Reading text START
Upon careful review of the whole medical record, I am obliged to find that the ALJ's RFC assessment for a reduced range of sedentary work and his credibility decision are supported by substantial evidence. The RFC, coupled with the VE testimony, provides ample support for the decision that while Plaintiff has significant functional limitations he is not disabled from all work. The claim that the ALJ mishandled the opinion evidence from Dr. Ranon and erred in relying on the evidence from Dr. Rajguru is not supported.
In large part, Plaintiff's argument for disability relies upon the functional assessment rendered by primary care doctor Dr. Eric Ranon in January 2013. By his argument, that assessment was current and best assessed his abilities. He strongly and repeatedly criticizes the ALJ for any reliance on the evidence from an earlier treating source, Dr. Shailish Rajguru, which he labels false and a lie. His argument largely overlooks the objective and clinical medical record that — from a fair reading of the decision — played a significant part in the ALJ's conclusion that Plaintiff's impairments were not as disabling as claimed.
A review of the medical evidence is useful. Plaintiff sought treatment in November 2011 for neck and back pain. (See R. 264-343). Dr. Charles C. Inman referred him to Winter Haven Hospital. (See R. 308). Hospital records show two admissions in November 2011 for back pain, which Plaintiff reported had worsened over the past two to three years. (R. 283-338). An MRI of the lumbar spine taken November 10, 2011, gave an impression for mild degenerative spondylosis predominantly at L4-5 and L5-S1. (R. 318-19). A MRI of the thoracic spine revealed only mild degenerative changes. (R. 320). Plaintiff underwent a neurosurgical evaluation by Dr. Matthew Burry who recommended supportive conservative treatment with analgesics and physical therapy. At that point, Plaintiff was discharged home and told not to work for seven days. (R. 306). According to this doctor, no surgical intervention was recommended. Id.
Reading text END
Supplied data START
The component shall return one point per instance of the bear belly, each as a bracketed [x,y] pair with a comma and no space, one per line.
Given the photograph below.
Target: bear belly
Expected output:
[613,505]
Supplied data END
Work instruction 1: Tell whether each of these statements agrees with the disability ruling text, answering yes or no and quoting the words that decide it: (a) The lumbar spine MRI of November 10, 2011, showed mild degenerative spondylosis mainly at L4-5 and L5-S1. (b) Dr. Matthew Burry recommended surgery for Plaintiff. (c) Dr. Eric Ranon gave his functional assessment in January 2013.
Work instruction 2: Quote the disability ruling text word for word, starting with "Upon careful review" and going on through "is not supported.".

Written solution 1:
(a) Yes: "gave an impression for mild degenerative spondylosis predominantly at L4-5 and L5-S1"
(b) No: "no surgical intervention was recommended"
(c) Yes: "the functional assessment rendered by primary care doctor Dr. Eric Ranon in January 2013"

Written solution 2:
Upon careful review of the whole medical record, I am obliged to find that the ALJ's RFC assessment for a reduced range of sedentary work and his credibility decision are supported by substantial evidence. The RFC, coupled with the VE testimony, provides ample support for the decision that while Plaintiff has significant functional limitations he is not disabled from all work. The claim that the ALJ mishandled the opinion evidence from Dr. Ranon and erred in relying on the evidence from Dr. Rajguru is not supported.